* _GIVEN INSTRUCTION A_
In the D&D balance post below, what did 2nd edition AD&D add to spells like Fireball?

But clearly it's feasible to have it be more or less balanced. Eg if Agonising Blast is OP, it is possible for it to be different from what it actually is.
It seem strange to actually have to say things like that, but I think "different from what it actually is" may be broadly & innately unacceptable on some level.
I mean, OT1H, everyone has always played D&D quite differently, but OTOH, everyone identifies as 'playing D&D' (particularly of the current edition), so what constitutes D&D is sort of an identity issue.
OK, that's for the serious hard-core fans, for the casuals, though, a similar thing applies - a game that's stable in it's rules & identity is more approachable (no matter how complex or objectively 'bad' it may be), and putting a little time into learning enough of it to play doesn't seem like automatically-wasted effort, the way it might if it were constantly changing...
...continual improvement might be good in a great many things, but stability has it's value, too.
2nd ed AD&D introduced damage caps on spells like Fireball that weren't part of 1st ed AD&D. Presumably this was an attempt to increase balance.

* _THE RECORDS_
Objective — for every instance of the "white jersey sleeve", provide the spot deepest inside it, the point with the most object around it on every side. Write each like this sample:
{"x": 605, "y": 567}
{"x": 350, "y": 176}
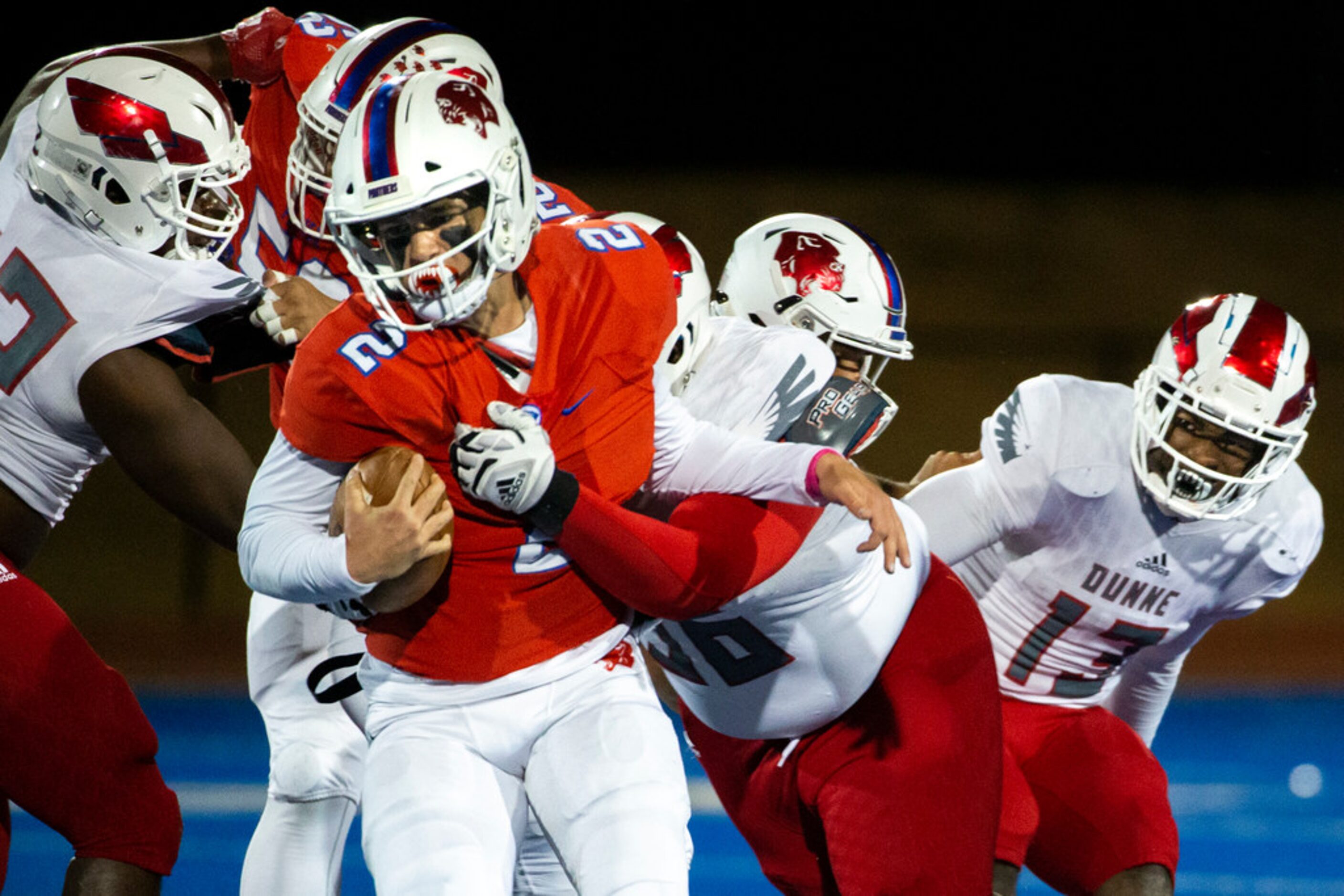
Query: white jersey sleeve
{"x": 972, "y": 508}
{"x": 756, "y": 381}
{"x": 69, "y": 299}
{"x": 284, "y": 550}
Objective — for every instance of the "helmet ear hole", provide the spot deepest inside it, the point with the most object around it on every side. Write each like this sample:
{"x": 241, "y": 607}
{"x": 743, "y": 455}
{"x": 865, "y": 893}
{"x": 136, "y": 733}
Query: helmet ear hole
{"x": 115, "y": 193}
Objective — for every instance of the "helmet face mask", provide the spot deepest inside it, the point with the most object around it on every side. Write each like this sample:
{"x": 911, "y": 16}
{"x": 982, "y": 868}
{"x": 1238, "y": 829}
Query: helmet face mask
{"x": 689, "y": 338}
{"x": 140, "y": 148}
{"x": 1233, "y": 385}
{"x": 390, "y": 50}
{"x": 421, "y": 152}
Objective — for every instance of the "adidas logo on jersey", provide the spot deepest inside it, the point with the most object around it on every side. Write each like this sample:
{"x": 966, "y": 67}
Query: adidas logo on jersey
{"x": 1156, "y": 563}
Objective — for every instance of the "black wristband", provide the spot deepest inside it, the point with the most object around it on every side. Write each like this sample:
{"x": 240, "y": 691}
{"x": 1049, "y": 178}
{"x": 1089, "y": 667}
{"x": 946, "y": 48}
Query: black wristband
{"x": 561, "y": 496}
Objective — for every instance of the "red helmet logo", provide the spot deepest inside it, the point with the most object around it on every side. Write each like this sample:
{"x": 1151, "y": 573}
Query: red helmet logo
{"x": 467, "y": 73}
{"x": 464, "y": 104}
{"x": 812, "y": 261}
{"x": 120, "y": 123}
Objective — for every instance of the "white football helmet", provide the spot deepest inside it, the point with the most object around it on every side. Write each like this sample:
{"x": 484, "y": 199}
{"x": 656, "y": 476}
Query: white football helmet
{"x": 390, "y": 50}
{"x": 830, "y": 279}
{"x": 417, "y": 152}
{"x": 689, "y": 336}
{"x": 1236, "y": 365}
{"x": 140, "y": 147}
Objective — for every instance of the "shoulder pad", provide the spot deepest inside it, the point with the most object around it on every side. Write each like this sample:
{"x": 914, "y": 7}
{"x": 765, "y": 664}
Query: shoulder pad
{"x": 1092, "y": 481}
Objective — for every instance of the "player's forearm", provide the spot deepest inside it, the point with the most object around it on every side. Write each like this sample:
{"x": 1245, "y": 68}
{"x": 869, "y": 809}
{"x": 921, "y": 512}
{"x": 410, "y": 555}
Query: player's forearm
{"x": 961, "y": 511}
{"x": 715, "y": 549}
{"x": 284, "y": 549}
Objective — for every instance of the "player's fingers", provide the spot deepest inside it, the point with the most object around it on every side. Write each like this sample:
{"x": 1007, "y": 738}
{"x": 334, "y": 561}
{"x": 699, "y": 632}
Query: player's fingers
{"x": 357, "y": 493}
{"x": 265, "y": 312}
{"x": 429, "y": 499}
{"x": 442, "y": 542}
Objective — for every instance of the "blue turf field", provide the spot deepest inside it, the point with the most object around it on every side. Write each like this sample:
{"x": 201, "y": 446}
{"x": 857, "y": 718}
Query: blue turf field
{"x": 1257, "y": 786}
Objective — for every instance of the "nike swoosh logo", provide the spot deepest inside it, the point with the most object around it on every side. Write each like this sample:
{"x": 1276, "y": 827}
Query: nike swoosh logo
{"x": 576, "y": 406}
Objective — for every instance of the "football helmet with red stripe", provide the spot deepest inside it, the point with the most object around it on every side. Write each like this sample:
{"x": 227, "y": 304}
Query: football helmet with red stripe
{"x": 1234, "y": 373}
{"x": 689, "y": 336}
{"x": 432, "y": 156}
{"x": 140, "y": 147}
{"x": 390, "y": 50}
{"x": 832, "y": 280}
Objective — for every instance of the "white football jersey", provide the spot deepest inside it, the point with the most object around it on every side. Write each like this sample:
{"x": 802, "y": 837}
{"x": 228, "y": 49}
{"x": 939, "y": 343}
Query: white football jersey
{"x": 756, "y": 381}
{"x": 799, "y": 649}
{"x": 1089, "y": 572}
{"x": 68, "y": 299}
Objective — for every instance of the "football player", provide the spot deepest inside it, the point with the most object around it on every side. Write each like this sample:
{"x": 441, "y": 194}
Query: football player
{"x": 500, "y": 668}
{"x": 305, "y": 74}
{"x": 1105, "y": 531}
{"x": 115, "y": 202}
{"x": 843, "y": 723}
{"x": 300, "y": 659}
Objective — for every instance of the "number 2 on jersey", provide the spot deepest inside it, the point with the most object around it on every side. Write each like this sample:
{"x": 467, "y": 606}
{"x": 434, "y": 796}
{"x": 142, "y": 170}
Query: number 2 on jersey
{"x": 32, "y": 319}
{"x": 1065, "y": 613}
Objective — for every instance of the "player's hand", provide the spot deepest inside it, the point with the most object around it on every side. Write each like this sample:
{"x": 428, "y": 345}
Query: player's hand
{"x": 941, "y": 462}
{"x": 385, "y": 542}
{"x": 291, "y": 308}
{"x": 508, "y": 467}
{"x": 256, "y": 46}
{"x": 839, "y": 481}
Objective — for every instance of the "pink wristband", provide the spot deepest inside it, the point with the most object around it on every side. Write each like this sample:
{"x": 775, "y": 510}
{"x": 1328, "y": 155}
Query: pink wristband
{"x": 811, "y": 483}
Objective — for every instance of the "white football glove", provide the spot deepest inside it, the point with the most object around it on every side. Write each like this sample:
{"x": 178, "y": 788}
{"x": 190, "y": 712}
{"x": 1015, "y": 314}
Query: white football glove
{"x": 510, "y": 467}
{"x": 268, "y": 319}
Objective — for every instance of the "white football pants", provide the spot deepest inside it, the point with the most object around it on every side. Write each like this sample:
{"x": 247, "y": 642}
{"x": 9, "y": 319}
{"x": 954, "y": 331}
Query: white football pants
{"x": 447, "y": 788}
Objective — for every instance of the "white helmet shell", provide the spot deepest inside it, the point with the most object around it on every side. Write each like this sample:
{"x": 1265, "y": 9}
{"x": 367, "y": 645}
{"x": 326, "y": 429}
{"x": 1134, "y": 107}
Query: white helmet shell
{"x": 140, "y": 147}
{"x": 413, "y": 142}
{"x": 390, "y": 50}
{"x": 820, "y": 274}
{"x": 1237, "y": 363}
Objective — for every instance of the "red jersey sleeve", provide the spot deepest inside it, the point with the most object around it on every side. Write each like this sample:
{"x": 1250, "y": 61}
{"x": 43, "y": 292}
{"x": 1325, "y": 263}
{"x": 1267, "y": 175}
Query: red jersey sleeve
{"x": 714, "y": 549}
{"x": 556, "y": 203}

* _GIVEN INSTRUCTION B_
How many lines in the rows above contain the string "stripe"? Reply with the number only.

* _WORKED ANSWER A_
Damage caps that weren't part of 1st edition AD&D.

* _WORKED ANSWER B_
2